Short exercise: Only the lines from the one containing "In this exercise you will tag the driveway" through the final line of the material below should be output, exactly as they stand.

Source data:
--- begin ---

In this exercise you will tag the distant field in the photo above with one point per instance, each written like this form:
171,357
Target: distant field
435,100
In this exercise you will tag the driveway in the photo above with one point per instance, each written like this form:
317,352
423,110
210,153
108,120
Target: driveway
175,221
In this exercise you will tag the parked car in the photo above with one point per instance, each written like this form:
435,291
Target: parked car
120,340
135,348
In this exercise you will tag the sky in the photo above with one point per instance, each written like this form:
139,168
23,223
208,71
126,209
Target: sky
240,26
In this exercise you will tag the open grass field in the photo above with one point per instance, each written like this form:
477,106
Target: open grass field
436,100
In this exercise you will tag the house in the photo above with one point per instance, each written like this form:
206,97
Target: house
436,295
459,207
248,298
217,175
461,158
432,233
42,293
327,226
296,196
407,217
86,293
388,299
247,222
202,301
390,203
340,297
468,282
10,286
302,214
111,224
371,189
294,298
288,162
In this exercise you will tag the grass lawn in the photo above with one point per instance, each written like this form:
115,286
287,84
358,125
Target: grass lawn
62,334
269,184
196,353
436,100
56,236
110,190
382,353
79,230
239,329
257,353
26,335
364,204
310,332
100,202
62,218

--- end ---

Written answer:
In this exercise you will tag the driveway in the photo above with one point per instance, each written like this form:
317,352
423,110
210,153
108,120
Target: driveway
175,221
In this exercise you will tag the parked car in the photo above with one point per instance, each written like this form:
435,291
Target: parked car
120,340
135,348
In this exercise you will tag the sky in the photo above with one point per instance, each written like this form:
139,168
23,223
208,71
126,209
Target: sky
240,26
In this exercise you will tag the open grass field in the photo above with one point per instance, each written like this form:
477,106
Target: open grass field
436,100
In this exercise you will tag the house in the photo above with one point per instance, each written like this form:
206,97
Target: house
436,295
459,207
248,298
217,175
461,158
432,233
42,293
327,226
296,196
407,217
86,293
388,299
247,222
202,301
390,203
340,297
468,282
10,286
302,214
111,224
371,189
294,298
288,162
In this exercise you will tag the grass lawn in the photo above with one point per instance, each written like this form:
115,286
287,84
358,125
Target: grass lawn
62,334
269,184
196,353
436,100
56,236
110,190
382,353
79,230
239,329
257,353
26,335
364,204
310,332
100,202
62,218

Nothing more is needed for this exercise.